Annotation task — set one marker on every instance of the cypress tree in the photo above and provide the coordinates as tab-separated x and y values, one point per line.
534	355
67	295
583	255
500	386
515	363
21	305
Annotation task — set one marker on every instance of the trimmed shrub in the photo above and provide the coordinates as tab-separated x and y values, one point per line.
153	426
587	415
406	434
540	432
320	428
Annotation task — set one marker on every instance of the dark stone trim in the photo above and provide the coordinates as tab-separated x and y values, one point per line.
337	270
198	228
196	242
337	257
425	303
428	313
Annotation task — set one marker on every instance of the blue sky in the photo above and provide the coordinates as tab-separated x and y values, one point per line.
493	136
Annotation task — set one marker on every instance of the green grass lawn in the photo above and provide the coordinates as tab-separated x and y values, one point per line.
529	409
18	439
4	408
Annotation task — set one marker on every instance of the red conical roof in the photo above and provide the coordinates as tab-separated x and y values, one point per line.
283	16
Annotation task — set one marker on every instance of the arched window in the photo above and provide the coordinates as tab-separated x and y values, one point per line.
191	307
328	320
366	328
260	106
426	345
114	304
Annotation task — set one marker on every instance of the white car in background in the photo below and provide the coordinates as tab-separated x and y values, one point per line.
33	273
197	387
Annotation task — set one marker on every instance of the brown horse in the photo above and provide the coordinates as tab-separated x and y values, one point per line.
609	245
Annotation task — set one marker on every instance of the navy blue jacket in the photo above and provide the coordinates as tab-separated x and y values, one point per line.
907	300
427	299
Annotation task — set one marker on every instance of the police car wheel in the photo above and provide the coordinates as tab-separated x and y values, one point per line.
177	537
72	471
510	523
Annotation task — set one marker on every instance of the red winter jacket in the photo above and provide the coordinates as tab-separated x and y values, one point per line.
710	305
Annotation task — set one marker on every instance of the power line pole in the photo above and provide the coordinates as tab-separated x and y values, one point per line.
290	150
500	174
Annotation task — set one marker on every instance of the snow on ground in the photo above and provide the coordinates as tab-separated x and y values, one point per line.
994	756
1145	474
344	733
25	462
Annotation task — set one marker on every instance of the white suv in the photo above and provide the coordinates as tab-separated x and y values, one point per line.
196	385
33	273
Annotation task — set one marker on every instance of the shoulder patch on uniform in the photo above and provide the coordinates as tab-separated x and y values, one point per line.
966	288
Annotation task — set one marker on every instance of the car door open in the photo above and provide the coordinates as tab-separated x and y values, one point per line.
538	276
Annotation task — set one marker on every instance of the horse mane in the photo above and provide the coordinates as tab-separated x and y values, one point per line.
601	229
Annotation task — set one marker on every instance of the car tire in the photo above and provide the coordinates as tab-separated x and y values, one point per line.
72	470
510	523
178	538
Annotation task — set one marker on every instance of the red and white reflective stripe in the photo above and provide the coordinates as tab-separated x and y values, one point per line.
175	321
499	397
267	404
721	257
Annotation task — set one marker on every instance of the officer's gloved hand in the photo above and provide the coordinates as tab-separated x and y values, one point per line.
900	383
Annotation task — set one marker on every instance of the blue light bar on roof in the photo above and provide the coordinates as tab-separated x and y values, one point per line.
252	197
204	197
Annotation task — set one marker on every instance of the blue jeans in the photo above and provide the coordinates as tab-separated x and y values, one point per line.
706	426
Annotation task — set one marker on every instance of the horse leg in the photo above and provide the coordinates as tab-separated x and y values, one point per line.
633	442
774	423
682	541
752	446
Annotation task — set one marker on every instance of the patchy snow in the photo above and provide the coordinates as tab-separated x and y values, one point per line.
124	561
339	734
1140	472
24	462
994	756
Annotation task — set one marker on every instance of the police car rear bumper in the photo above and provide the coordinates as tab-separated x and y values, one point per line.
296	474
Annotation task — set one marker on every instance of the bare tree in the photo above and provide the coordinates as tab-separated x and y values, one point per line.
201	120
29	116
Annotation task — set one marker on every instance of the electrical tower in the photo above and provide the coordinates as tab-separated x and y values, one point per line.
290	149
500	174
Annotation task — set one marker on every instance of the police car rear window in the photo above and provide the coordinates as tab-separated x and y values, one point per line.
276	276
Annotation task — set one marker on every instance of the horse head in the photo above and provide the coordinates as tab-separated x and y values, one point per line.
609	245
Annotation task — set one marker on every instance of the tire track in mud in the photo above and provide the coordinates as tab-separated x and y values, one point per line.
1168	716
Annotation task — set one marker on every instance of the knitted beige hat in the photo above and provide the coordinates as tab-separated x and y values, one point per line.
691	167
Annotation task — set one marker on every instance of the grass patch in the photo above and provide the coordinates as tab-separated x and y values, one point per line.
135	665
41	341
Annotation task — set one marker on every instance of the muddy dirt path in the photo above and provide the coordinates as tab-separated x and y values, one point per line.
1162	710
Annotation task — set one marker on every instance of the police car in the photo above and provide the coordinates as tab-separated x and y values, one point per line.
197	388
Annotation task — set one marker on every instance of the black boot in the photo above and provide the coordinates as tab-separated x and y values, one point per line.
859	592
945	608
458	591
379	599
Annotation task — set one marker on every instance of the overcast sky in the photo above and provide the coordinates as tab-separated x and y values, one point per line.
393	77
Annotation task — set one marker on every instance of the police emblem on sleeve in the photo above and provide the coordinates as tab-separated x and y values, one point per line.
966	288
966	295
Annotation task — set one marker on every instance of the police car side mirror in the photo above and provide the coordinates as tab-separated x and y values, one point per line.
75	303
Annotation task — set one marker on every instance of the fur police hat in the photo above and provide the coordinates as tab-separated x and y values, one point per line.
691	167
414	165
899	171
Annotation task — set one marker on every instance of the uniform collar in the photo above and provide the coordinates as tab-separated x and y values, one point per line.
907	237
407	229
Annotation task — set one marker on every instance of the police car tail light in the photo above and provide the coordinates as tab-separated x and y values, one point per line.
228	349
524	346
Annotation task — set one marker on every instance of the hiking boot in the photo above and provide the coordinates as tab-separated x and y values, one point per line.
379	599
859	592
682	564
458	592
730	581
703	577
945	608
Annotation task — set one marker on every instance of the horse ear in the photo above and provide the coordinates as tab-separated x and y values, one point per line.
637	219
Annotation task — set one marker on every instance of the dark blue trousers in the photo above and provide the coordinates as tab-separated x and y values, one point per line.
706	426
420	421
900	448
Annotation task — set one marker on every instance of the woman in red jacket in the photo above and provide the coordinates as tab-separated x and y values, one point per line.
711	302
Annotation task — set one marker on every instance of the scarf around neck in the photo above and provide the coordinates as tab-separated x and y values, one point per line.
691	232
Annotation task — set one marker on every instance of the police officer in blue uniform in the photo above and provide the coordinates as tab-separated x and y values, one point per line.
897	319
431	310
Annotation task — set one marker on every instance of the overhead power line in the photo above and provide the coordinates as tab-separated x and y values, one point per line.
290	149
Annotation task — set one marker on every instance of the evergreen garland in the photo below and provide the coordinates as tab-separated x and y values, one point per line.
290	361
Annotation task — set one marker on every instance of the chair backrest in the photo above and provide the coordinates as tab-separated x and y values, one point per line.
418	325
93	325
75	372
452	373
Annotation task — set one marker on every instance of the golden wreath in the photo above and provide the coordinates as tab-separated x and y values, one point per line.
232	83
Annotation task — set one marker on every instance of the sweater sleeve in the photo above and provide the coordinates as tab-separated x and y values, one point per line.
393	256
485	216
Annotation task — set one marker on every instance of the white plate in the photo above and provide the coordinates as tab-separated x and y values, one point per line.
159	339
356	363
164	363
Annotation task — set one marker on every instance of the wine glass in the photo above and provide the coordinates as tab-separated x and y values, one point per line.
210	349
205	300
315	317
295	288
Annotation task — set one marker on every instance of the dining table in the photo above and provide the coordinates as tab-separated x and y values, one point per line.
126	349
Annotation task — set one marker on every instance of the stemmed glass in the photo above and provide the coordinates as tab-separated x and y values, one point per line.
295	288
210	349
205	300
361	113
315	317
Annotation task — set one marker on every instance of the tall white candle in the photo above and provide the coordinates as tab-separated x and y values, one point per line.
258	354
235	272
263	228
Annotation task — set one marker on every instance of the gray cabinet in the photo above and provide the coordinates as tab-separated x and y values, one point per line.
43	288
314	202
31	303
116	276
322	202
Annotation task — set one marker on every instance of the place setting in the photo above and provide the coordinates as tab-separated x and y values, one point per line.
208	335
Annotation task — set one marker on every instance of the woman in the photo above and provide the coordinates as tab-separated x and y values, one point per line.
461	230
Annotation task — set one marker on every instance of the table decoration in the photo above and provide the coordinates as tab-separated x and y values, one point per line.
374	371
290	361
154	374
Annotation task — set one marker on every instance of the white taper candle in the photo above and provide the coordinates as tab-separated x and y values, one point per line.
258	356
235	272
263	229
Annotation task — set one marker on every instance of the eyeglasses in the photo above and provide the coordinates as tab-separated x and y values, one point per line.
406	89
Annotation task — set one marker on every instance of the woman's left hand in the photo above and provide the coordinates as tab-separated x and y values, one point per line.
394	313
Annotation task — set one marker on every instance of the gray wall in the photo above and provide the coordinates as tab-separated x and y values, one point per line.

○ ○ ○

EXERCISE TASK: Each line from the one containing "of the place" to the end of the listing above should be copied exactly, and nothing else.

OUTPUT FOR THIS EXERCISE:
Annotation task — set one marker on every instance of the place setting in the photo above and provide the coordinates as tab-separated x and y values, one point per line.
208	335
Annotation task — set one marker on every instance of the woman in the photo above and provide the coordinates as tab-separated x and y values, one point per line.
461	230
Annotation task — set one marker on every instance of the table decoration in the photo above and provide the coordinates as tab-separated x and y values, one point per line.
374	371
290	361
154	374
Annotation task — set one marker on every instance of the white taper candle in the photo above and provide the coordinates as tab-separated x and y values, one point per line.
258	356
235	272
263	229
Annotation task — set one marker on every instance of the eyeglasses in the photo above and provide the coordinates as tab-separated x and y values, one point per line.
406	89
Annotation task — set one marker on every instance of the woman's left hand in the photo above and provide the coordinates as tab-separated x and y values, one point per line.
394	313
Annotation task — set one marker on every instance of the gray wall in the photo above and provide the coordinates as tab-separated x and y values, one point per line.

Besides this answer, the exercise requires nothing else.